What you will do: Take the line containing "[locate] black rubber boot (one dot each)" and all lines after it to the end of the records, and output them exactly.

Exercise input:
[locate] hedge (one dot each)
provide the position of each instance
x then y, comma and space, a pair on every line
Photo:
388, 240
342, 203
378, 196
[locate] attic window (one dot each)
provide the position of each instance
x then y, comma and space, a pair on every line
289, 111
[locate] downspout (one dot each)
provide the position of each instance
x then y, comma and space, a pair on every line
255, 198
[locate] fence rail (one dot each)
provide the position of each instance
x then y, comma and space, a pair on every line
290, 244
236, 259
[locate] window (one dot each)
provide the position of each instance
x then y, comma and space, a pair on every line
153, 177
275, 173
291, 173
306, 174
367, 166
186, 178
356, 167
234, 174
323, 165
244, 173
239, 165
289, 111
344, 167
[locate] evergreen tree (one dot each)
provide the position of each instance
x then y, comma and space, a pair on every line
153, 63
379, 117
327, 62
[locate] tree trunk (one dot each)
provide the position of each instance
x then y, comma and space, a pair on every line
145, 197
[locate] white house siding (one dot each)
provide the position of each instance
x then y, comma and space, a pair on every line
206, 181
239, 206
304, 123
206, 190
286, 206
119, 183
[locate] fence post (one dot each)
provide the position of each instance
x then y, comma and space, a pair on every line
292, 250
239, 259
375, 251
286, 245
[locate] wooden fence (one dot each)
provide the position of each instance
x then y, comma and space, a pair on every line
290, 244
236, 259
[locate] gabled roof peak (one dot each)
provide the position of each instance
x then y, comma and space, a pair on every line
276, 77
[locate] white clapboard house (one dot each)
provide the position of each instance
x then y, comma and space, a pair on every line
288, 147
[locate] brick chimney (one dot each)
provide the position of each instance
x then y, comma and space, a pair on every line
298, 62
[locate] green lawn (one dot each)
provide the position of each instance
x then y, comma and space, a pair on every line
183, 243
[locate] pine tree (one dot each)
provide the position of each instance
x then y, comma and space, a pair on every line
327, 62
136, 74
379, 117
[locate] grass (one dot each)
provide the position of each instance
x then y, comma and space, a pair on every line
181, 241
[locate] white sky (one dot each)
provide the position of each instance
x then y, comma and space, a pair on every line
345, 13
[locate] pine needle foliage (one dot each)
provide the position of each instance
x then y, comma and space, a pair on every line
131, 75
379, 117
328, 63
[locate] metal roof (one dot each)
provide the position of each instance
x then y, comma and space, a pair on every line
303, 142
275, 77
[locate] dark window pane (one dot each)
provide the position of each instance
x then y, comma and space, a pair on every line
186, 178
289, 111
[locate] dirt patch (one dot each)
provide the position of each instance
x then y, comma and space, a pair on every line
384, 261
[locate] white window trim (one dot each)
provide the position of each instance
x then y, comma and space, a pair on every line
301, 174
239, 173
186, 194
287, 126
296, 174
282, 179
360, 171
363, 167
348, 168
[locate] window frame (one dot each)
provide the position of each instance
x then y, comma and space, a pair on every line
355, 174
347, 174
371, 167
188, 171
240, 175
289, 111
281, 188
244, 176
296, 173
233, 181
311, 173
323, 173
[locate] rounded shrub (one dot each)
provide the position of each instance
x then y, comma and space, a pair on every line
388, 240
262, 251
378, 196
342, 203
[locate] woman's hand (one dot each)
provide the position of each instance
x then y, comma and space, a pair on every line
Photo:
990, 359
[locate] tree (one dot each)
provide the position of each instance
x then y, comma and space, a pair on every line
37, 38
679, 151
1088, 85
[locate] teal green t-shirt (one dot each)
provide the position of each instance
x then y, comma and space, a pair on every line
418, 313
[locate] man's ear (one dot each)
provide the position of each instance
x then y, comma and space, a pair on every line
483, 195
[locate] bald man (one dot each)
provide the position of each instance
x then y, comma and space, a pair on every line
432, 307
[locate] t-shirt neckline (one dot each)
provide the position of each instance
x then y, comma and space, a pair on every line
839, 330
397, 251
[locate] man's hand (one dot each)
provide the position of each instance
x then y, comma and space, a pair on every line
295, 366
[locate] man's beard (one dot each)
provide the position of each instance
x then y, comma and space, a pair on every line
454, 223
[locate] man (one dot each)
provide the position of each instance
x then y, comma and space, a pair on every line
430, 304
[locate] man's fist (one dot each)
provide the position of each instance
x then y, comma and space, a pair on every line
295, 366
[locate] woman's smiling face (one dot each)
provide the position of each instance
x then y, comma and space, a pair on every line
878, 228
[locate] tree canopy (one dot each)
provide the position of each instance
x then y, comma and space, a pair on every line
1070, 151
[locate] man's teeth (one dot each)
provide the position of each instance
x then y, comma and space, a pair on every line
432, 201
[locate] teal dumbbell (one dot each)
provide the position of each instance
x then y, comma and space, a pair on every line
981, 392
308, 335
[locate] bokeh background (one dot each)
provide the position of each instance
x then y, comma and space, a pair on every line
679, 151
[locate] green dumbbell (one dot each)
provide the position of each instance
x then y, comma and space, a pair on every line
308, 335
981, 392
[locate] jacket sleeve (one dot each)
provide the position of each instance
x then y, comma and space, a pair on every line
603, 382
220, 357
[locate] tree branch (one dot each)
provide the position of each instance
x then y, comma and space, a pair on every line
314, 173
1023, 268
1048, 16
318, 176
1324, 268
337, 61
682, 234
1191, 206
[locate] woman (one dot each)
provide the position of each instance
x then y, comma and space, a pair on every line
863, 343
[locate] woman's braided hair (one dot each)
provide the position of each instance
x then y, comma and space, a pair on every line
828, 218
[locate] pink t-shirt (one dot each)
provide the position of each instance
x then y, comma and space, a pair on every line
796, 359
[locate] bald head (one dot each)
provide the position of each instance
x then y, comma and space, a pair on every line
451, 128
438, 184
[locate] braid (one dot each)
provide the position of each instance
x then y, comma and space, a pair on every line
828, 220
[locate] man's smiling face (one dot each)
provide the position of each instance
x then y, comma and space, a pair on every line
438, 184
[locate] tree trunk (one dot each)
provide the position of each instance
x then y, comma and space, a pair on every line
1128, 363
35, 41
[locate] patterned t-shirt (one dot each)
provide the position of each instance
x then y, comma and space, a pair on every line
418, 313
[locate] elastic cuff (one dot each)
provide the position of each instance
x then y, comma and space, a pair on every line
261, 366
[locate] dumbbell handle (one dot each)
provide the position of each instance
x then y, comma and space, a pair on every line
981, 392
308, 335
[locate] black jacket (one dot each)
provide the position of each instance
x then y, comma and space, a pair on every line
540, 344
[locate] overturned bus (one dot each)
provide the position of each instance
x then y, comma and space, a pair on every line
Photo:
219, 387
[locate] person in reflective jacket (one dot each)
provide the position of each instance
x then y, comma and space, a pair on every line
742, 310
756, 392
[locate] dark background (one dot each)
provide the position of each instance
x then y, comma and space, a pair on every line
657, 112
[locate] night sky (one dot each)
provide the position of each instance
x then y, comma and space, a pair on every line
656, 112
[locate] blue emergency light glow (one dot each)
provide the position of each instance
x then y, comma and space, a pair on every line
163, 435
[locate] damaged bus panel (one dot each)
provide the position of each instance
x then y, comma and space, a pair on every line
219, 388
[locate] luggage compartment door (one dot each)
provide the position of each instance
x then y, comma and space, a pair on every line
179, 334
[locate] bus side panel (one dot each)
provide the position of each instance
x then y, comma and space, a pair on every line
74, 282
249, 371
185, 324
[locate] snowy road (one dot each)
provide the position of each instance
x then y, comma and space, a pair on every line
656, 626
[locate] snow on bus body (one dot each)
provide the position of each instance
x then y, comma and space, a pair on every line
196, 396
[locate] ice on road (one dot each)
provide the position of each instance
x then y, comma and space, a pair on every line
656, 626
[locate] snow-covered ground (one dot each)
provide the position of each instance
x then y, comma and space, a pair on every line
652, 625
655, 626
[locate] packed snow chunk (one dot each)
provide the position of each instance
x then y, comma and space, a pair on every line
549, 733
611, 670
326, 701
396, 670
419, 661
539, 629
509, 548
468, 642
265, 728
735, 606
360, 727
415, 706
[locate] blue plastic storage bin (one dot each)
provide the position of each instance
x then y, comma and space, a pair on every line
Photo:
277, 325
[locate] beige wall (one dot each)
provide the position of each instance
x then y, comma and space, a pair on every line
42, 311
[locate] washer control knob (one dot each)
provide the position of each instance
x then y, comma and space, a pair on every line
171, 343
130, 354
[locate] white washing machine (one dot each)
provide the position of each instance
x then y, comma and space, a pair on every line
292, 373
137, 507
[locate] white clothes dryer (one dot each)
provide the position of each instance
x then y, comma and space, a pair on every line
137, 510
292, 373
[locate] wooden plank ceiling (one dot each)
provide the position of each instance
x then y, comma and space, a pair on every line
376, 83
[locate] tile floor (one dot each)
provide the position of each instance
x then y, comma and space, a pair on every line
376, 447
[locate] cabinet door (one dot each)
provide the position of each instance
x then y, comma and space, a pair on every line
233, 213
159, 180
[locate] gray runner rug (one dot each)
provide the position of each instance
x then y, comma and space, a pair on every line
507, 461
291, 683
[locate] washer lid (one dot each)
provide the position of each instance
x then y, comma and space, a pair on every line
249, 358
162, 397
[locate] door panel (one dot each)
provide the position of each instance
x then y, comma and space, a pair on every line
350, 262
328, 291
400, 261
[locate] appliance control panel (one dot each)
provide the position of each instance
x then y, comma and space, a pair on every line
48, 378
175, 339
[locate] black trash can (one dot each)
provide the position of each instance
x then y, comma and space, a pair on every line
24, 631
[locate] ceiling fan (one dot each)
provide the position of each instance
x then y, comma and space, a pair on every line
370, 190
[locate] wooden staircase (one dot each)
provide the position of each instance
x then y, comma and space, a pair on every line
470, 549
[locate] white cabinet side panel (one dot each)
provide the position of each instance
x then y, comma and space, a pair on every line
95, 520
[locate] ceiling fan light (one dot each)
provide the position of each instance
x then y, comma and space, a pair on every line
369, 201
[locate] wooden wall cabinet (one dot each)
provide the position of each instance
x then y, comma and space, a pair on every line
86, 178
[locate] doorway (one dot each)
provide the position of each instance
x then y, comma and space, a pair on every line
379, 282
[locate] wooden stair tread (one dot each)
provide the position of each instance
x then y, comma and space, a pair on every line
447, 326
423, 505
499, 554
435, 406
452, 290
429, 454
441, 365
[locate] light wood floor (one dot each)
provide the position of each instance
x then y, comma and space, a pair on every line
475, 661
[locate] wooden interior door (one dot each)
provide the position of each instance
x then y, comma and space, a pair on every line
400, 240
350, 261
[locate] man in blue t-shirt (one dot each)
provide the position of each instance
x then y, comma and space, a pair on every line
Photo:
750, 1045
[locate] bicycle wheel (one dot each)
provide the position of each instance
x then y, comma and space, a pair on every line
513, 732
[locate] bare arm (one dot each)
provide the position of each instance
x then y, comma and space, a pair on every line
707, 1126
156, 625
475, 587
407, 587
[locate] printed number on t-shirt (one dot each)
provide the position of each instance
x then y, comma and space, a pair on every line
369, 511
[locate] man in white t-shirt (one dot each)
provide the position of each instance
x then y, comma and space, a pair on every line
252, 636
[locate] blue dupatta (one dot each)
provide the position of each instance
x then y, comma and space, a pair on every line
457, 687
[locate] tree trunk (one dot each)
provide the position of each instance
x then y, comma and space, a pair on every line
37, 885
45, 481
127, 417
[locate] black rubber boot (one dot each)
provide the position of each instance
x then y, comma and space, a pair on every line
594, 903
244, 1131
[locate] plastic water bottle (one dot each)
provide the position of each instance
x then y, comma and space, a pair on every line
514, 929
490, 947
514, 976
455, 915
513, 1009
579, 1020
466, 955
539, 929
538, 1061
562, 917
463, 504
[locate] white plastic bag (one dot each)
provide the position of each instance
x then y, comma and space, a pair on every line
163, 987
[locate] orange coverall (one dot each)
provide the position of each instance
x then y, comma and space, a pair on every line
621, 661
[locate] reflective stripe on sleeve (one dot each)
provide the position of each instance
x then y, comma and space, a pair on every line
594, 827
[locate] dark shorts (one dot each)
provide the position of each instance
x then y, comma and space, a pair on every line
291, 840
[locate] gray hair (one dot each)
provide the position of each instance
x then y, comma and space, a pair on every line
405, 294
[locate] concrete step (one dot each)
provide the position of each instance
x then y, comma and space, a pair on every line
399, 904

Full output:
[locate] black rubber boot (one dot each)
provide the position of each instance
x then y, comma and space, a pair on every line
594, 903
244, 1131
[locate] plastic water bottle (one dot each)
provide the position of each instance
x then y, comma and space, a pair on every line
514, 929
490, 947
514, 976
455, 915
513, 1009
579, 1020
466, 955
539, 929
538, 1061
562, 917
463, 504
[locate] white plastic bag (one dot each)
provide the position of each instance
x then y, comma and space, a pair on every line
163, 987
[locate] orange coverall (one dot each)
provide the position of each instance
x then y, comma and space, a pair on every line
621, 661
[locate] reflective stripe on sleeve (one dot each)
provide the position of each instance
x then y, comma and space, a pair on every line
594, 827
[locate] dark shorts (one dot each)
provide the position of each instance
x then y, comma and space, a pair on every line
291, 840
[locate] gray hair (one dot each)
provide the position of each instance
x then y, comma and space, a pair on every line
405, 294
[locate] concrete step (one dot each)
provide the position of each instance
x then y, comma and space, a pair on every line
399, 904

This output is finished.